GIVEN TASK: Rescale the stretch of rows from the line containing "Pin the license" through the end of the rows. Give only those lines again, requests included, with each point coordinate multiplied by 1.15 and rounded to a whole number, halves rounded up.

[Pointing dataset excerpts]
......

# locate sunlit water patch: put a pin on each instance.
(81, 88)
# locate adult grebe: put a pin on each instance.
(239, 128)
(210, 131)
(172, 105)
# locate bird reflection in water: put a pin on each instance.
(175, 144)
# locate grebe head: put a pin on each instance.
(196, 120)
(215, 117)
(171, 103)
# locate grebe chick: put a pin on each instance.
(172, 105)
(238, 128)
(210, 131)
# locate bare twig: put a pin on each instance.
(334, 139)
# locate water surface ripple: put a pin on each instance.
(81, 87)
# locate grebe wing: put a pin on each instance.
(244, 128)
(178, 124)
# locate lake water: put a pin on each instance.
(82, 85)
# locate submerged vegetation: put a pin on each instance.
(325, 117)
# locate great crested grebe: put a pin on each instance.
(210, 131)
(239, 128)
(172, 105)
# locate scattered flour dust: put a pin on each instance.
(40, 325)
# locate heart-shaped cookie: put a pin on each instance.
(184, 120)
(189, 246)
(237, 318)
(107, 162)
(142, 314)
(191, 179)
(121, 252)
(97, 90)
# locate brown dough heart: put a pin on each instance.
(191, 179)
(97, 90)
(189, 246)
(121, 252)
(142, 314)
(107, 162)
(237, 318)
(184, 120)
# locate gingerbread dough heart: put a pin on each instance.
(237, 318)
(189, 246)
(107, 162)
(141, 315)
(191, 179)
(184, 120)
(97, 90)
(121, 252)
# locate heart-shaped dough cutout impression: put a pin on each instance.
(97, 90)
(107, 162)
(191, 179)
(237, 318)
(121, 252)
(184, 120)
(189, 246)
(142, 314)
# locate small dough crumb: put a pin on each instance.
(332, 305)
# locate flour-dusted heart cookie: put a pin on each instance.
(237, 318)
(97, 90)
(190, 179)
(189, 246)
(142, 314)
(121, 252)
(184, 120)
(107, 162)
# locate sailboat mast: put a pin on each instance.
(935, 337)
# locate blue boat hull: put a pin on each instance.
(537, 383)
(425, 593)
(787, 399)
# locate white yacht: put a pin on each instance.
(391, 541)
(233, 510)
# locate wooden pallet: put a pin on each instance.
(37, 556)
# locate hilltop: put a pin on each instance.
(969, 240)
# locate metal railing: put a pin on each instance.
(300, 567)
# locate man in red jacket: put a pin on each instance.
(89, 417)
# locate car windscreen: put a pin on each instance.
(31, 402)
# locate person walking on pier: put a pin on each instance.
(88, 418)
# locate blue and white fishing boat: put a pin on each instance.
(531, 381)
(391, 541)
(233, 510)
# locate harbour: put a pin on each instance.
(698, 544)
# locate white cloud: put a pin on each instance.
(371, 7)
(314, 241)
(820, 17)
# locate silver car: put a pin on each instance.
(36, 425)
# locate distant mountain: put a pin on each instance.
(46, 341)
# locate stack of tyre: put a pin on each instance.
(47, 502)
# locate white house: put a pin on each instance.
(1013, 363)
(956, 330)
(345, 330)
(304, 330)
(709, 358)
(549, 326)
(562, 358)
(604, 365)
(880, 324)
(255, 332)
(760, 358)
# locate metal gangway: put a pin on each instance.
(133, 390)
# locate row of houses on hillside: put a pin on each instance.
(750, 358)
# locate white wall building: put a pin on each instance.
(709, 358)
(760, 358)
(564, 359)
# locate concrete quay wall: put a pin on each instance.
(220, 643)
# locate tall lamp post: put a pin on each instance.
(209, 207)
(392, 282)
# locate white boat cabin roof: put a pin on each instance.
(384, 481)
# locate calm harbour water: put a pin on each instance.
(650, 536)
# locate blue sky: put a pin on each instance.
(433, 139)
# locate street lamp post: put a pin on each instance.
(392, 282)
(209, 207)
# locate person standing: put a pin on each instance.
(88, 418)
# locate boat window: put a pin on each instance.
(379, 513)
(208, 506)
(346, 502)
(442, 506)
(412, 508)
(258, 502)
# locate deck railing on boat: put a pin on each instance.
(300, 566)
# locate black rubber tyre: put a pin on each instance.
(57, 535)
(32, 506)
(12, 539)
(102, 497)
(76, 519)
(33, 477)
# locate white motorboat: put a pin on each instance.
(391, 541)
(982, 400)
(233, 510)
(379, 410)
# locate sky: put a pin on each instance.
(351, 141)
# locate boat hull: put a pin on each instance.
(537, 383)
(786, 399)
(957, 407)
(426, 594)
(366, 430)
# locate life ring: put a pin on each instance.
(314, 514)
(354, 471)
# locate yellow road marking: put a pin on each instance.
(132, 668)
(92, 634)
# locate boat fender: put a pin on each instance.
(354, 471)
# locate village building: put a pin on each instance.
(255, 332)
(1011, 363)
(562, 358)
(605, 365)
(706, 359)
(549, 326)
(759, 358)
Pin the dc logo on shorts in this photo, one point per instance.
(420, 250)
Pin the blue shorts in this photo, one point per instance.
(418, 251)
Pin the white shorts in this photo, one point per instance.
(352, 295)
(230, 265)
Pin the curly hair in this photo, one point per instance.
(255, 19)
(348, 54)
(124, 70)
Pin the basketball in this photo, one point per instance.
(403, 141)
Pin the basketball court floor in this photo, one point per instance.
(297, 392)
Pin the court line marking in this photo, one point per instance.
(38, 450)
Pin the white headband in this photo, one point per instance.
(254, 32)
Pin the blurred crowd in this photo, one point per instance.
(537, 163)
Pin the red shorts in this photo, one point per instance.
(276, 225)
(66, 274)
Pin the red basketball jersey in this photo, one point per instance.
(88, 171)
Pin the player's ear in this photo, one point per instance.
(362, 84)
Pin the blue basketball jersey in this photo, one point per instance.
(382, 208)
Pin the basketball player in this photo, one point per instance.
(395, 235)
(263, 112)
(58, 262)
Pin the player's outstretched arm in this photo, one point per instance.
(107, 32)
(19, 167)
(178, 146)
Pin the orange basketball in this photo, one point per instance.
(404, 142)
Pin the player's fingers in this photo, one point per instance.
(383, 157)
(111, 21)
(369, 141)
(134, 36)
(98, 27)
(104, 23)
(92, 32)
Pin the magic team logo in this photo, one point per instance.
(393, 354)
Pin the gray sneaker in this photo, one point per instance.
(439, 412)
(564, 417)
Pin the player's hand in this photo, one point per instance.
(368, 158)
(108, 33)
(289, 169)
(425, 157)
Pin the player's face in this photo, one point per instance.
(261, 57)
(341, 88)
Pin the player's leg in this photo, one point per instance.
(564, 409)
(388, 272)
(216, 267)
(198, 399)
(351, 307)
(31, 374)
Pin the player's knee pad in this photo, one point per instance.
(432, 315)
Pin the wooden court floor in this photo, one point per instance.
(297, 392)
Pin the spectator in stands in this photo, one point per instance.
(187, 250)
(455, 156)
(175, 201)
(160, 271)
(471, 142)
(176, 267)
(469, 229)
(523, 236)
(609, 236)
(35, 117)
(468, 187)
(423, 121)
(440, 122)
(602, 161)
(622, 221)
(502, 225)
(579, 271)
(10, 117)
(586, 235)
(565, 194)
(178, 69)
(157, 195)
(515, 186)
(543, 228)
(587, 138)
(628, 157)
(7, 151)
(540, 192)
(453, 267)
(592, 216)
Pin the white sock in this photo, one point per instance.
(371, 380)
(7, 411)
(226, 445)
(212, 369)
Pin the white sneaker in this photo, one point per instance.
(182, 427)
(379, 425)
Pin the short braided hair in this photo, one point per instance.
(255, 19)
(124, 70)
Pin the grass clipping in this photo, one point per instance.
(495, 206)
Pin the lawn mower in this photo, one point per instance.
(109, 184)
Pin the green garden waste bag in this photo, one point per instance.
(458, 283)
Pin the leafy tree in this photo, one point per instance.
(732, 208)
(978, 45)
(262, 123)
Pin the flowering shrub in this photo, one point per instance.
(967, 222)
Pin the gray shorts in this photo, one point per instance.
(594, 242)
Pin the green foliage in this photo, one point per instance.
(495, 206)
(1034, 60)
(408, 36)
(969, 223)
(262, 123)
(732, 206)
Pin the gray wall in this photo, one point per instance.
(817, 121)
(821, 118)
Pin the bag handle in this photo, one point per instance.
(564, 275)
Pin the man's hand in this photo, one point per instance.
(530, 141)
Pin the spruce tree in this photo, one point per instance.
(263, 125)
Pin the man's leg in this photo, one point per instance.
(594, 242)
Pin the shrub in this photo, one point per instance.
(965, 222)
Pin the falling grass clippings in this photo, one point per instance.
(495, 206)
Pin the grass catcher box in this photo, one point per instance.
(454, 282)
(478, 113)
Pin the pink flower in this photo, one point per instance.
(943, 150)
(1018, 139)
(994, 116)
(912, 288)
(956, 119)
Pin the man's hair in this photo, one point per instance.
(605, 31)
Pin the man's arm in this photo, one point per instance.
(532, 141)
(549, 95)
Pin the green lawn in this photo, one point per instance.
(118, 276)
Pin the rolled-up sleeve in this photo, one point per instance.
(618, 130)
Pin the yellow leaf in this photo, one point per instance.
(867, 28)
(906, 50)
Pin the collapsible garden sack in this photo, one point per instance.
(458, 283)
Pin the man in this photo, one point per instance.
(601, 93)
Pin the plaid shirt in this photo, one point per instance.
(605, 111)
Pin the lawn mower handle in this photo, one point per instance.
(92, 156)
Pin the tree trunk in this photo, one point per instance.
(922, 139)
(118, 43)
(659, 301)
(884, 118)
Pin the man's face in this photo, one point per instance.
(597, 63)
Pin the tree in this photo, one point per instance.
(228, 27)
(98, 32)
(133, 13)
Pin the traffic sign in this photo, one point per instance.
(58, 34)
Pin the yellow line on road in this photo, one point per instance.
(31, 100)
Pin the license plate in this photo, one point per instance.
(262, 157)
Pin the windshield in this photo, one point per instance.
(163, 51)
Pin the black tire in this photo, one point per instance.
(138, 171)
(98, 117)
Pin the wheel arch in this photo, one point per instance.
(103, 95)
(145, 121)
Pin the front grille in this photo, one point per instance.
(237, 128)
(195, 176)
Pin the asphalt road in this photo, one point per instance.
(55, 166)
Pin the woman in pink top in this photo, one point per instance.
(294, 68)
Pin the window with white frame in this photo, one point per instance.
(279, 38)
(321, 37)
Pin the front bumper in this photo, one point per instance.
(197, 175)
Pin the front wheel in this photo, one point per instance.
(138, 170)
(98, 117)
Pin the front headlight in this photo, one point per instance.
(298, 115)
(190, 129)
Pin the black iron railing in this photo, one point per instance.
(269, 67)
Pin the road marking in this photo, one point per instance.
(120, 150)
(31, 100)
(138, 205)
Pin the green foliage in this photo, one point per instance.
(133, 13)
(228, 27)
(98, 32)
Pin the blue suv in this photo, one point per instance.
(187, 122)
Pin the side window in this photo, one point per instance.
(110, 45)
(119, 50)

......

THE RESPONSE:
Pin the license plate in this photo, one point per instance.
(301, 181)
Pin the windshield in this photo, one point per instance.
(187, 59)
Pin the black tire in this photo, one point per instance.
(159, 197)
(113, 135)
Pin the wheel arch in this photo, one point per instance.
(118, 109)
(167, 139)
Pin the front grille in this photo, one point per instance.
(273, 147)
(224, 202)
Pin the asphalt road in this photo, one point per instance.
(63, 191)
Pin the woman in pink top in this photo, one point per instance.
(338, 78)
Pin the window with white frame in this photo, one point per instance.
(321, 44)
(369, 43)
Pin the front bumper in this photo, one point per instance.
(227, 201)
Pin the front wheel in this photo, one point per instance.
(159, 196)
(113, 135)
Pin the front headlight in this photo, one point per instance.
(343, 132)
(219, 148)
Pin the black iron railing in this photo, one point per instance.
(309, 77)
Pin the road marking in this photo, one point per instance.
(138, 173)
(36, 115)
(159, 236)
Pin the green foliage in this photo, one point per instance.
(153, 15)
(262, 31)
(113, 37)
Pin the blue suv in this photo, one point per instance.
(215, 140)
Pin the side window in this photo, one point per instance.
(127, 52)
(137, 58)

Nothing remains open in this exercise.